## Begin Provided entries

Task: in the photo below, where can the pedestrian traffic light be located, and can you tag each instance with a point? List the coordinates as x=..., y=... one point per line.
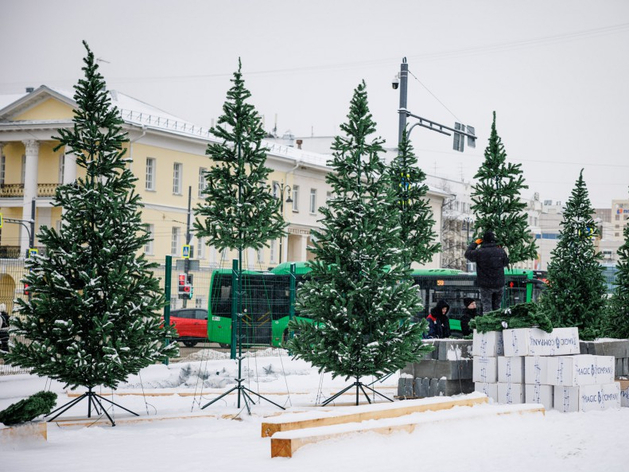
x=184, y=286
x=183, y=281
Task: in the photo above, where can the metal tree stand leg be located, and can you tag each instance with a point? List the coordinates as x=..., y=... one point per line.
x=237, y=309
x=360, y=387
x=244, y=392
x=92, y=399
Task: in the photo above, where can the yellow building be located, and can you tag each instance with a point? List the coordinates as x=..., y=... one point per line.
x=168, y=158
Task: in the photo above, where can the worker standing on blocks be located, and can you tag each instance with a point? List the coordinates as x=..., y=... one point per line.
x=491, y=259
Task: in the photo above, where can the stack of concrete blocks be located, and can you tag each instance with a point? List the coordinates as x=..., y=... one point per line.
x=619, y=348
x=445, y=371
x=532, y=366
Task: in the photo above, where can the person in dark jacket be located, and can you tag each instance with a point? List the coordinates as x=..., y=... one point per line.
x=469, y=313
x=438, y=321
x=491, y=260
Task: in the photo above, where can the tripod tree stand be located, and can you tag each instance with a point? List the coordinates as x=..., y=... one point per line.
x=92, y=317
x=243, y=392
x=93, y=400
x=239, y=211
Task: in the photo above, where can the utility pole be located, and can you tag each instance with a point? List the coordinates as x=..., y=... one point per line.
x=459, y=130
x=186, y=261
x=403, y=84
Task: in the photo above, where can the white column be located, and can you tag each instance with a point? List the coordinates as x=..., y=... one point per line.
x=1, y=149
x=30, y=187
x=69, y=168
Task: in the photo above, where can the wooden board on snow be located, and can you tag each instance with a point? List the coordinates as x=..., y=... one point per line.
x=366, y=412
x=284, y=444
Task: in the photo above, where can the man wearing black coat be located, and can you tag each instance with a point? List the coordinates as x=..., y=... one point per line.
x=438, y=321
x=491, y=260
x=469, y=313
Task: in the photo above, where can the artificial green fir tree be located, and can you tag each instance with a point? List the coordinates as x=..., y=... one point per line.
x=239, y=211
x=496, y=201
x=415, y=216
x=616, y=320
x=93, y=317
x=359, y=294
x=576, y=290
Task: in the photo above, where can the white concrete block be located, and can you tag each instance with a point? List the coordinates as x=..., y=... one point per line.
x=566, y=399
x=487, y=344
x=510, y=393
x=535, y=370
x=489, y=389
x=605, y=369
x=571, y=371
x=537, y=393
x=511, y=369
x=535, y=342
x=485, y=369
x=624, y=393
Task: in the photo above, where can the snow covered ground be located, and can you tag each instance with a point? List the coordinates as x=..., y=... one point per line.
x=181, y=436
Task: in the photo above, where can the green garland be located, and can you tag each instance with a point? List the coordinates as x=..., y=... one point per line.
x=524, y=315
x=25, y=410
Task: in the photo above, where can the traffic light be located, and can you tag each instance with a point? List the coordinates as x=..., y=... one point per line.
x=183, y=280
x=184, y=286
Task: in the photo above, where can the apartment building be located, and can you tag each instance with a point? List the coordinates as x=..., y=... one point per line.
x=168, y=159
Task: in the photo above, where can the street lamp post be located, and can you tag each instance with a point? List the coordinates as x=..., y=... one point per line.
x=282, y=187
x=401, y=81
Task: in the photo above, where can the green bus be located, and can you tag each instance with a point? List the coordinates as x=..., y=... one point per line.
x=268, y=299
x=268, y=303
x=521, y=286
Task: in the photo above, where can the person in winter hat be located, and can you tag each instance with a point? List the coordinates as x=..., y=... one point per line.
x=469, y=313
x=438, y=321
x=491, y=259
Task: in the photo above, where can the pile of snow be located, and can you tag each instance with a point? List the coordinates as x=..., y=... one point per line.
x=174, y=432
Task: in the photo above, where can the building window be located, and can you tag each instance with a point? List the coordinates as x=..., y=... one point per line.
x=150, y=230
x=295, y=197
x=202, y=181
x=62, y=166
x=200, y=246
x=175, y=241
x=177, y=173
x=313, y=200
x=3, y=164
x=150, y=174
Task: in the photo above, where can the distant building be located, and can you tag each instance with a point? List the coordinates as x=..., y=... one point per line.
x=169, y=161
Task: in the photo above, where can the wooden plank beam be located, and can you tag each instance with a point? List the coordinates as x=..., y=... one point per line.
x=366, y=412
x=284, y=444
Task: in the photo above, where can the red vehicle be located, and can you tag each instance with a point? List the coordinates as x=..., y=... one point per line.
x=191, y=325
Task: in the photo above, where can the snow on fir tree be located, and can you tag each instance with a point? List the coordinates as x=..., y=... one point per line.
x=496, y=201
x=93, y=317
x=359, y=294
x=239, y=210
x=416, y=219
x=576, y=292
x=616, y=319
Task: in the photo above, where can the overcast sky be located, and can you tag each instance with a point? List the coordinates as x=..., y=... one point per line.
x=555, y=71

## End Provided entries

▶ _Problem description_
Beginning at the line where "Task: in the photo above, where can the street" appears, extract each line through the end of the data above; keep them exact and include nothing else.

▶ _Answer for the task_
Task: in the photo above, where can the street lamp post be located, and can you tag each instance with a point? List the coordinates as x=..., y=... one point per line.
x=282, y=187
x=401, y=81
Task: in the photo above, where can the green bus be located, and can you tag each instance with a point? List the coordinates as x=..., y=... one point per line.
x=268, y=299
x=268, y=303
x=521, y=286
Task: in the photo above, where can the person in winter hat be located, and can you tag each instance with a point? List the coordinates as x=..., y=... one point per line.
x=469, y=313
x=438, y=321
x=491, y=259
Task: in the photo above, where can the pile of snow be located, and can you tag each instance with a point? List the coordinates as x=..., y=... one point per line.
x=174, y=432
Task: in the photo above, where can the building window be located, and can you tag each instance with a point? List the coordinates as x=..., y=... one point per line.
x=150, y=230
x=295, y=197
x=202, y=181
x=62, y=166
x=200, y=246
x=175, y=241
x=177, y=173
x=313, y=200
x=3, y=164
x=150, y=174
Task: in the photo above, where can the distant building be located, and can you tag each instance with a point? List the coordinates as x=..., y=... one point per line.
x=169, y=161
Task: in the photo above, where can the wooden plank beam be located, and can you tag each instance with a point? List the coordinates as x=..., y=... one point per line.
x=366, y=412
x=284, y=444
Task: in the photo above, where can the red vehicle be located, and can you tag each instance with a point? List the coordinates as x=..., y=... one point per line.
x=191, y=325
Task: in the photo above, where can the snow on fir tree be located, and can you tag each instance with a point? List the coordinates as x=..., y=... one point per line.
x=496, y=201
x=93, y=317
x=359, y=294
x=239, y=210
x=416, y=219
x=576, y=292
x=616, y=319
Task: in the photo above, where can the overcast sky be located, and can you tag each instance with a point? List the coordinates as x=..., y=... one point per line.
x=555, y=71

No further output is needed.